(Image-grounded pointing data)
☆ ☆ ☆ ☆ ☆ ☆ ☆
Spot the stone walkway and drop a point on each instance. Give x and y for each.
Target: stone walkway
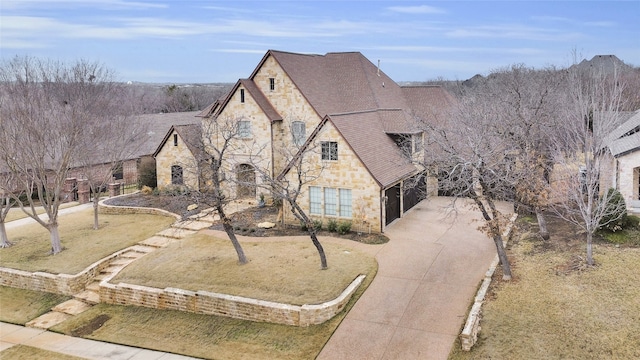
(428, 274)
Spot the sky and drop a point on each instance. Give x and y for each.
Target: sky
(198, 41)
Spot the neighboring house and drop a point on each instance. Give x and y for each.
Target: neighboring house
(155, 127)
(622, 160)
(364, 125)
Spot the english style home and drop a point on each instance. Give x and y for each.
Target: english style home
(364, 126)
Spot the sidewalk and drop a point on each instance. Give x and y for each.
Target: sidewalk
(11, 335)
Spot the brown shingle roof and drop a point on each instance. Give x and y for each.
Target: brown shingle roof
(429, 103)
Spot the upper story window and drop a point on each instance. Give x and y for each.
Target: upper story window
(244, 129)
(298, 131)
(329, 150)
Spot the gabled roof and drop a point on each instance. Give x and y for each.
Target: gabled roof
(429, 103)
(338, 83)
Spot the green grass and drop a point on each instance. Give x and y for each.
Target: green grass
(557, 308)
(23, 352)
(20, 306)
(207, 336)
(82, 245)
(285, 271)
(17, 213)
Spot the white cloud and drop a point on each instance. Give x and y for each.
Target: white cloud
(420, 9)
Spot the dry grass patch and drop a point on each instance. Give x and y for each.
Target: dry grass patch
(82, 245)
(555, 309)
(283, 271)
(23, 352)
(21, 306)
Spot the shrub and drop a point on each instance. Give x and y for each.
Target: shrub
(332, 225)
(317, 224)
(615, 212)
(147, 172)
(344, 227)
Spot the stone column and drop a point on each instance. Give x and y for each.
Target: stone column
(84, 195)
(114, 189)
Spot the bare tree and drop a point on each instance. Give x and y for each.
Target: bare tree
(300, 171)
(109, 139)
(475, 161)
(592, 109)
(45, 107)
(212, 143)
(528, 101)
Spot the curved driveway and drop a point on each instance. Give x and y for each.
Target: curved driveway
(428, 273)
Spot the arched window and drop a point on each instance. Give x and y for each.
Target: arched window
(176, 175)
(298, 132)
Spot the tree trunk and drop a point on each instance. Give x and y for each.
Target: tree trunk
(4, 239)
(316, 243)
(56, 244)
(228, 228)
(96, 224)
(542, 224)
(589, 248)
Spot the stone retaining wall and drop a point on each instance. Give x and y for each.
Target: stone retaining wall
(55, 283)
(204, 302)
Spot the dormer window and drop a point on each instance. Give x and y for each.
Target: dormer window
(329, 150)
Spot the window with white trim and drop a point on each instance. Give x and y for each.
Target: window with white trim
(330, 202)
(244, 129)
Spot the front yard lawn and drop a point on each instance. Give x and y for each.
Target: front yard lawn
(82, 245)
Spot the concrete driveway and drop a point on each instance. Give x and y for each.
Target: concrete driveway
(428, 274)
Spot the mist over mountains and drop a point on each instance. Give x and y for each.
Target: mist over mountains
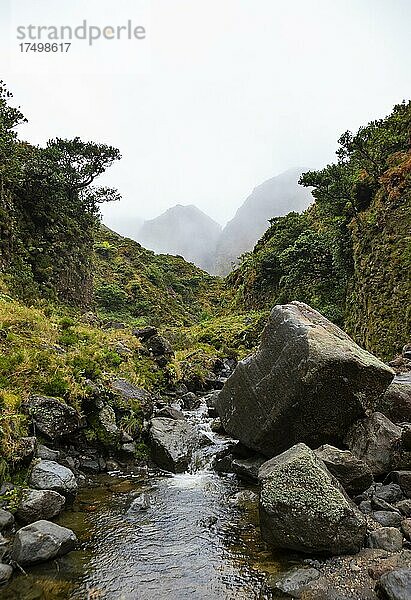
(189, 232)
(185, 231)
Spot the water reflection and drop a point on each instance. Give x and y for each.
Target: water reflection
(189, 543)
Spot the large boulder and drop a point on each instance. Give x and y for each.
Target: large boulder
(396, 402)
(172, 443)
(304, 508)
(396, 585)
(308, 382)
(39, 504)
(41, 541)
(133, 396)
(53, 417)
(6, 519)
(377, 441)
(354, 474)
(49, 475)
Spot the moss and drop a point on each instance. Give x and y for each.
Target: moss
(378, 307)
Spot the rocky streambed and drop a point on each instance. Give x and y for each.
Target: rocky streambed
(310, 498)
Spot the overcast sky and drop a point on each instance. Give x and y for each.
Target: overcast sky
(221, 95)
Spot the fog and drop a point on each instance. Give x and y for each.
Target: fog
(220, 96)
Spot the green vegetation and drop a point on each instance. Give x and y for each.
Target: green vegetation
(348, 255)
(138, 286)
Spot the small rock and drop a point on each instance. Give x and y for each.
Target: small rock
(389, 493)
(47, 453)
(49, 475)
(36, 505)
(243, 499)
(406, 529)
(170, 413)
(216, 425)
(403, 478)
(365, 507)
(386, 538)
(41, 541)
(142, 502)
(396, 585)
(129, 449)
(247, 468)
(145, 333)
(387, 519)
(191, 401)
(404, 506)
(6, 519)
(6, 571)
(294, 581)
(112, 465)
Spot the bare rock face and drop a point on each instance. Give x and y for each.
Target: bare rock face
(53, 417)
(377, 441)
(354, 474)
(172, 443)
(308, 382)
(41, 541)
(304, 508)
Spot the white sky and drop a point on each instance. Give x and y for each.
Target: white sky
(222, 94)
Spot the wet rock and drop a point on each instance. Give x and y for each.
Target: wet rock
(387, 518)
(304, 508)
(223, 464)
(243, 499)
(210, 400)
(389, 493)
(6, 519)
(247, 468)
(6, 571)
(142, 502)
(39, 504)
(112, 465)
(404, 506)
(294, 581)
(406, 528)
(145, 333)
(396, 585)
(89, 465)
(128, 449)
(47, 453)
(52, 417)
(216, 425)
(172, 443)
(131, 394)
(41, 541)
(49, 475)
(170, 413)
(308, 382)
(104, 424)
(396, 402)
(26, 450)
(354, 474)
(191, 401)
(379, 504)
(375, 440)
(403, 478)
(365, 507)
(386, 538)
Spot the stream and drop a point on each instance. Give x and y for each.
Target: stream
(192, 540)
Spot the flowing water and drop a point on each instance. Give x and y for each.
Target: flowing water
☆ ☆ ☆ ☆ ☆ ☆ ☆
> _Problem description_: With the pictures left out, output all the entries exactly.

> _Solution for this exercise_:
Spot the stone walkway and drop a point on each instance. Give x and y for each.
Target: stone walkway
(428, 274)
Spot the sky and drop a point on each instance. Give x and y for each.
Target: sky
(198, 41)
Spot the neighboring house and drop a point on each instance. Give x and y for each.
Target: neighboring house
(155, 127)
(622, 160)
(364, 125)
Spot the english style home and drop a point on each instance. Give x and y for each.
Target: english style home
(364, 126)
Spot the sidewalk and drop a point on each instance. Give x and y for each.
Target: sidewalk
(11, 335)
Spot the brown shingle roof and drop a point on each instance. Give x and y for each.
Target: brown shingle roof
(429, 103)
Spot the upper story window and drop a point on each instance. Give x and y for each.
Target: upper story window
(244, 129)
(298, 131)
(329, 150)
Spot the gabled roof and drop a point on each instance. Give x and y for each.
Target: gabled roof
(429, 103)
(338, 83)
Spot the green grass and drop a point on each instance. Give x and y for each.
Target: green grass
(557, 308)
(23, 352)
(20, 306)
(207, 336)
(82, 245)
(285, 271)
(17, 213)
Spot the white cloud and drop a point on each instance. Give x and y for each.
Target: white cloud
(420, 9)
Spot the dry grass patch and drop a point on each instance. Give x and y for each.
Target: dry grass patch
(82, 245)
(555, 309)
(283, 271)
(23, 352)
(21, 306)
Spot the shrub and drop a point on each instance. Give x and y for each.
Target: shrub
(332, 225)
(317, 224)
(615, 212)
(147, 172)
(344, 227)
Spot the stone column and drop a point on each instance. Give x and y for each.
Target: stone column
(84, 195)
(114, 189)
Spot the bare tree and drop a point on each instance. Give x and y for each.
Target: bare tree
(300, 171)
(109, 139)
(475, 161)
(592, 109)
(45, 107)
(212, 143)
(528, 101)
Spot the curved driveway and drop a point on each instance. Give x and y for each.
Target: curved driveway
(428, 273)
Spot the arched window and drop a point on each instance. Give x and y for each.
Target: arched window
(176, 175)
(298, 132)
Spot the tree trunk and drop a point on each instance. Give x and y for each.
Target: tree trunk
(4, 239)
(316, 243)
(56, 244)
(228, 228)
(96, 224)
(542, 224)
(589, 248)
Spot the stone retaining wall and drop a point on each instance. Give x and y for each.
Target: stone retaining wall
(55, 283)
(204, 302)
Spot the dormer window and drop a point on each instance. Give x and y for each.
Target: dormer window
(329, 150)
Spot the window with white trim and drop a point on each instance. Give x and y for each.
Target: window with white trim
(330, 202)
(244, 129)
Spot the front yard lawn and drop a point on each instance. Give x and y for each.
Target: front yard lawn
(82, 245)
Spot the concrete driveway and drop a point on each instance. Give x and y for each.
Target: concrete driveway
(428, 274)
Spot the mist over mountains and drop a point on each instance. Give x and y for each.
Target: mist over mountains
(189, 232)
(185, 231)
Spot the water reflection and drop a point on each instance. Give x and y for each.
Target: water reflection
(189, 543)
Spot the large boulder and drop a point on each instance. Give x and y for each.
Target: large boulder
(396, 402)
(172, 443)
(304, 508)
(396, 585)
(308, 382)
(39, 504)
(41, 541)
(133, 396)
(53, 417)
(6, 519)
(377, 441)
(354, 474)
(49, 475)
Spot the moss and drop a point on each instance. Give x and y for each.
Target: moss
(378, 307)
Spot the rocky streambed and drop a point on each instance. Give x and y for each.
Target: rocky streambed
(310, 498)
Spot the overcast sky and drop a point on each instance. Give x and y for each.
Target: overcast sky
(221, 95)
Spot the fog and drop a point on each instance. Give x and y for each.
Target: fog
(220, 96)
Spot the green vegetation and drop a point on each instance. Give x and y for each.
Target: green vegetation
(348, 255)
(138, 286)
Spot the small rock and drop a point on each instance. Give x and y for each.
Target: small rock
(389, 493)
(47, 453)
(49, 475)
(36, 505)
(243, 499)
(406, 529)
(170, 413)
(216, 425)
(403, 478)
(365, 507)
(386, 538)
(41, 541)
(142, 502)
(396, 585)
(129, 449)
(247, 468)
(145, 333)
(387, 519)
(191, 401)
(404, 506)
(6, 519)
(6, 571)
(294, 581)
(112, 465)
Spot the bare rock face and drop a point on each instance. Give x and y for each.
Target: bare rock face
(53, 417)
(377, 441)
(354, 474)
(172, 443)
(308, 382)
(41, 541)
(304, 508)
Spot the white sky and drop a point on each instance. Give x and y for each.
Target: white sky
(222, 94)
Spot the wet rock and drop a point on each instance. Give x and y for each.
Target: wet rock
(387, 518)
(304, 508)
(223, 464)
(243, 499)
(210, 400)
(389, 493)
(6, 519)
(247, 468)
(6, 571)
(142, 502)
(39, 504)
(112, 465)
(404, 506)
(294, 581)
(406, 528)
(145, 333)
(396, 585)
(89, 465)
(128, 449)
(47, 453)
(52, 417)
(216, 425)
(172, 443)
(131, 394)
(41, 541)
(49, 475)
(170, 413)
(308, 382)
(104, 424)
(396, 402)
(26, 450)
(354, 474)
(191, 401)
(379, 504)
(375, 440)
(403, 478)
(365, 507)
(386, 538)
Spot the stream and drop a point on each instance. Give x and y for each.
Target: stream
(192, 540)
Spot the flowing water and drop a point on each instance. Give x and y for each.
Target: flowing water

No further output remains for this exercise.